▶ **WHAT THE EXERCISE ASKS**: Check every line of the entries that follow, and copy the ones containing "pointer".

(Beginning of EXTRACTED DATA)

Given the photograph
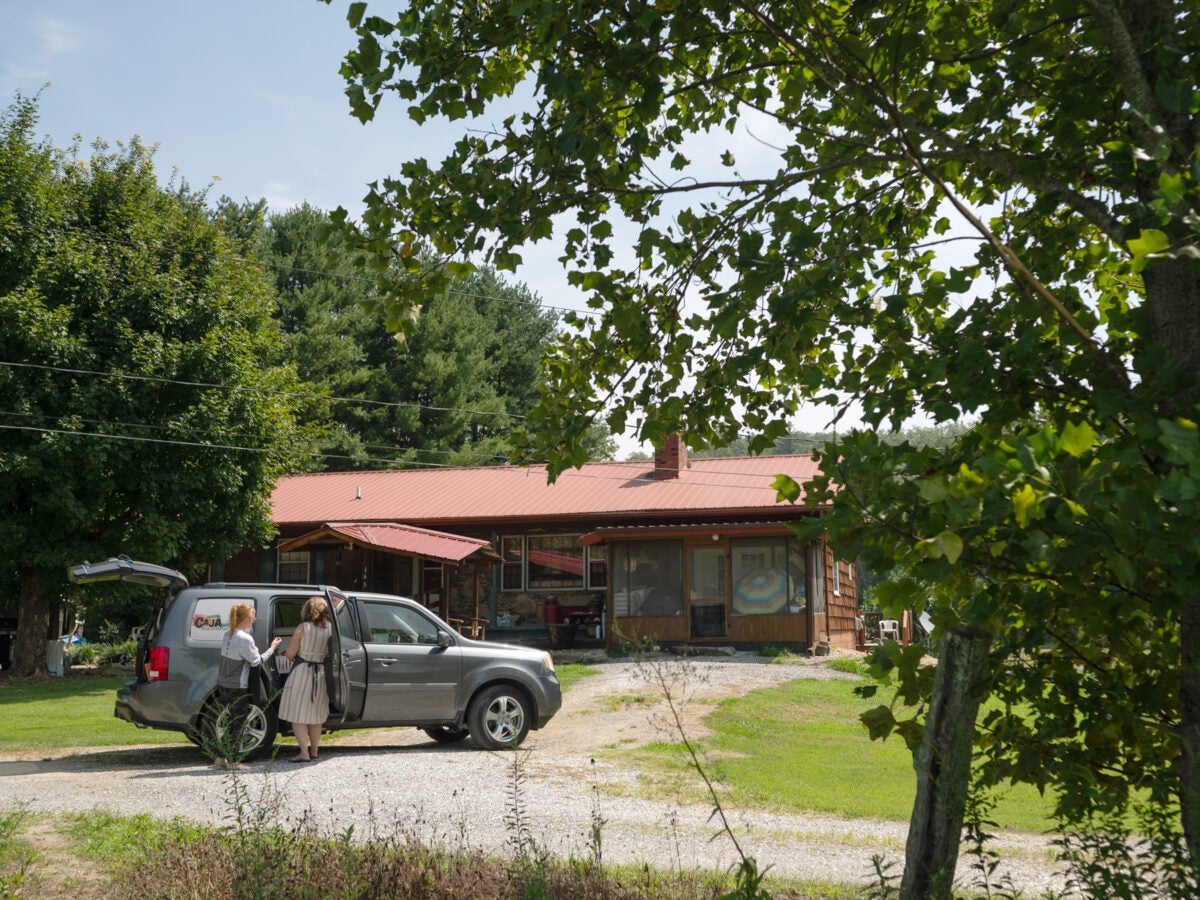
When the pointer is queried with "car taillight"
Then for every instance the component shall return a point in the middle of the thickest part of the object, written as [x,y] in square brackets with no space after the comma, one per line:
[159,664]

(End of EXTRACTED DATA)
(Beginning of EXTRACTED DATA)

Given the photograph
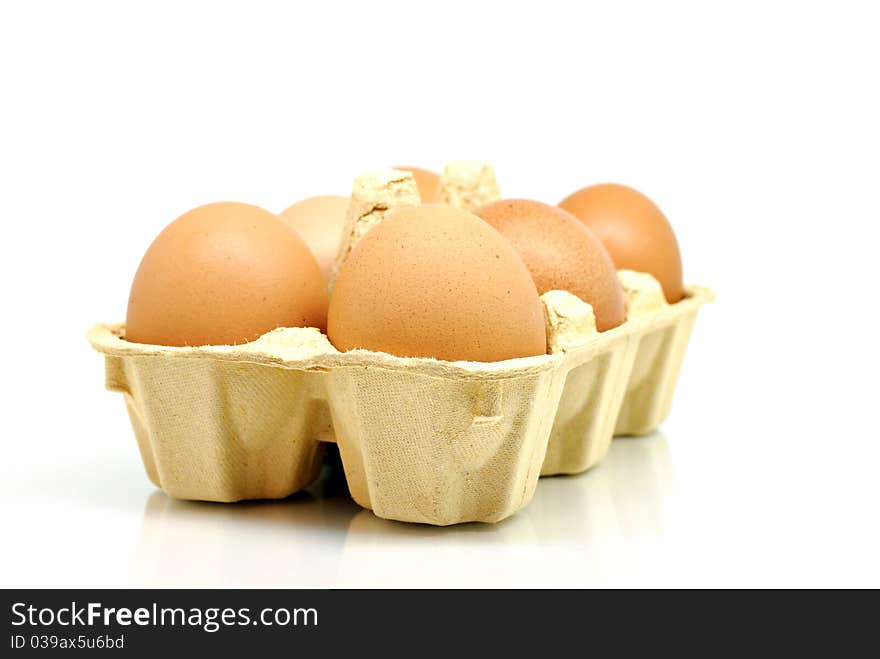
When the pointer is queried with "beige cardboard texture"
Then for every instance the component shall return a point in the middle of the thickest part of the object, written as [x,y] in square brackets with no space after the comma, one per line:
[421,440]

(End of EXTRACTED DATA)
(Beginning of EXTRACTED DATA)

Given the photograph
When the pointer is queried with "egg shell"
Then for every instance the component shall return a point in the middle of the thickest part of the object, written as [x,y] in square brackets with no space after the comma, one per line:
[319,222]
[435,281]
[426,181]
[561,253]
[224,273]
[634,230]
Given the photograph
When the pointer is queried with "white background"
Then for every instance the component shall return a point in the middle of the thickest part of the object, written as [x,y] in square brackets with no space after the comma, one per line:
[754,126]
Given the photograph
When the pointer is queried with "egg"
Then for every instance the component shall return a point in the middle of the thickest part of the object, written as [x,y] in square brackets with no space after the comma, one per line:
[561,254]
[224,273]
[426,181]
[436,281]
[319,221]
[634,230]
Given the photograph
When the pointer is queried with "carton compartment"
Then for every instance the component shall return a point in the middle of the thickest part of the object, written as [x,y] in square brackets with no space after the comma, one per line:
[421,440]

(End of EXTRACTED DATA)

▶ **COMPLETED EXERCISE**:
When the pointer is queried with "car taillight"
When the pointer is queried with "beige cardboard texture"
When the pointer is queried with "egg shell"
When the pointer is queried with "white background"
When the pointer is queried with "egg"
When the pointer is queried with "carton compartment"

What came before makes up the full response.